-- DOCUMENT SEGMENT --
Background:

Communicating with patients with limited English proficiency (LEP) can be a challenge. Despite laws and studies reinforcing the need to use appropriate interpretation services, many fail to do so. Impressing upon learners the importance of effective communication with LEP patients poses another barrier. We created an innovated immersive experience to help learners understand the communication challenges faced by LEP people and their effect on poor health outcomes.

Purpose:

Identify challenges that patients with limited English proficiency face in navigating the health care system.

Description:

Our team consisted of 2 hospitalists and a healthcare interpreter. We conducted our innovative immersion experience in 2 separate 1-hour sessions: one with internal medicine interns, and the other with 2nd/3rd-year residents.

Participants each rotated through 3 stations at 10-minute intervals. Each station paralleled a task that patients are often required to perform (filling out forms, learning a step-wise task like wound care, following instructions in sorting medications), all in the presence of a language/literacy barrier.

We then facilitated a group debrief about what challenges they faced, comparing their responses to those faced by patients. Participants identified ways to change their practice to help minimize these barriers.

We then shared evidence-based data about LEP patients and outcomes, and provided resources they could use during LEP encounters.

-- PROVIDED INFORMATION --
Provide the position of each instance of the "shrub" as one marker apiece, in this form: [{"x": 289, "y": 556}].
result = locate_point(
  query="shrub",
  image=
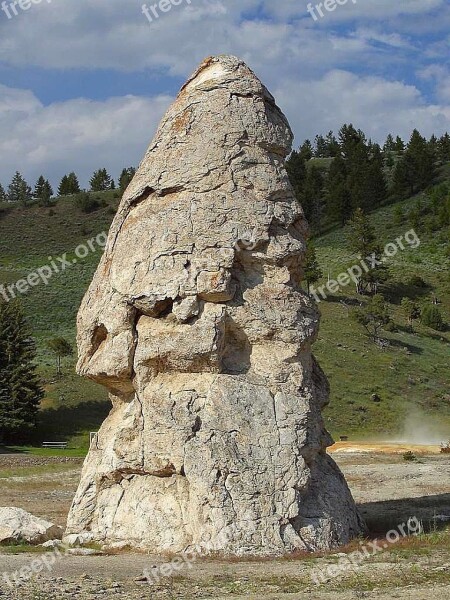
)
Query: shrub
[
  {"x": 417, "y": 281},
  {"x": 86, "y": 203},
  {"x": 431, "y": 317},
  {"x": 409, "y": 456}
]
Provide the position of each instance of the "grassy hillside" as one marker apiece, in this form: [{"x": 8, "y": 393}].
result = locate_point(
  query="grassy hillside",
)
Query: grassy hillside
[{"x": 411, "y": 376}]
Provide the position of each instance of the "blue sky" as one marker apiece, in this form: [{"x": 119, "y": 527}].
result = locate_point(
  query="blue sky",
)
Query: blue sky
[{"x": 84, "y": 83}]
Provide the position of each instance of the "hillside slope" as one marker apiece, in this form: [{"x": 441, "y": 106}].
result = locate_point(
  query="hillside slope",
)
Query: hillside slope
[{"x": 411, "y": 375}]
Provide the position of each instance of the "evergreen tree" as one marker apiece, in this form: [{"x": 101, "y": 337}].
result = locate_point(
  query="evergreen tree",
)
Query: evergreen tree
[
  {"x": 444, "y": 148},
  {"x": 312, "y": 198},
  {"x": 433, "y": 146},
  {"x": 306, "y": 150},
  {"x": 320, "y": 147},
  {"x": 350, "y": 140},
  {"x": 63, "y": 186},
  {"x": 333, "y": 148},
  {"x": 416, "y": 169},
  {"x": 100, "y": 181},
  {"x": 376, "y": 189},
  {"x": 43, "y": 191},
  {"x": 374, "y": 316},
  {"x": 411, "y": 310},
  {"x": 423, "y": 159},
  {"x": 431, "y": 317},
  {"x": 73, "y": 184},
  {"x": 296, "y": 169},
  {"x": 312, "y": 271},
  {"x": 399, "y": 145},
  {"x": 125, "y": 178},
  {"x": 339, "y": 201},
  {"x": 363, "y": 243},
  {"x": 20, "y": 391},
  {"x": 389, "y": 144},
  {"x": 19, "y": 191},
  {"x": 69, "y": 185},
  {"x": 60, "y": 347}
]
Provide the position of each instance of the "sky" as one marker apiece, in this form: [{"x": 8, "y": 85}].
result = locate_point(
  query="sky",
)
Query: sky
[{"x": 84, "y": 83}]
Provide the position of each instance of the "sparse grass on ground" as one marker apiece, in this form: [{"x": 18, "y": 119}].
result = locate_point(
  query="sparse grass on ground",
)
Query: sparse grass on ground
[{"x": 410, "y": 376}]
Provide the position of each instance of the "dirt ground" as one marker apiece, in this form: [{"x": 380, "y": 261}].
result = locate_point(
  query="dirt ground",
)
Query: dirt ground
[{"x": 388, "y": 490}]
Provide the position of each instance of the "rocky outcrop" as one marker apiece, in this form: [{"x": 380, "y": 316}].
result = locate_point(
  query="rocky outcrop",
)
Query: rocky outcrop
[
  {"x": 20, "y": 527},
  {"x": 197, "y": 324}
]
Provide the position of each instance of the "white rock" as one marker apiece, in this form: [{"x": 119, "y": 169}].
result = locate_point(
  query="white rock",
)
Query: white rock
[
  {"x": 216, "y": 440},
  {"x": 83, "y": 552},
  {"x": 19, "y": 526}
]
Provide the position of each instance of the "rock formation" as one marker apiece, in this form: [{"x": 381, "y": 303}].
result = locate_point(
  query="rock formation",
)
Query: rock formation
[
  {"x": 18, "y": 526},
  {"x": 196, "y": 323}
]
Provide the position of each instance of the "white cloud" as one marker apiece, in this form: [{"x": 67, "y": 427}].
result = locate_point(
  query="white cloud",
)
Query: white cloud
[
  {"x": 79, "y": 135},
  {"x": 373, "y": 104},
  {"x": 307, "y": 65}
]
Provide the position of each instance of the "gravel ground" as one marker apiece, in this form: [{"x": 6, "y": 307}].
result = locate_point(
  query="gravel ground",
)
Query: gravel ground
[{"x": 388, "y": 490}]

-- ABOUT THIS TASK --
From the abstract on communicating with patients with limited English proficiency, write out the passage between "We then facilitated" and "minimize these barriers.", inclusive.

-- WRITTEN REPLY --
We then facilitated a group debrief about what challenges they faced, comparing their responses to those faced by patients. Participants identified ways to change their practice to help minimize these barriers.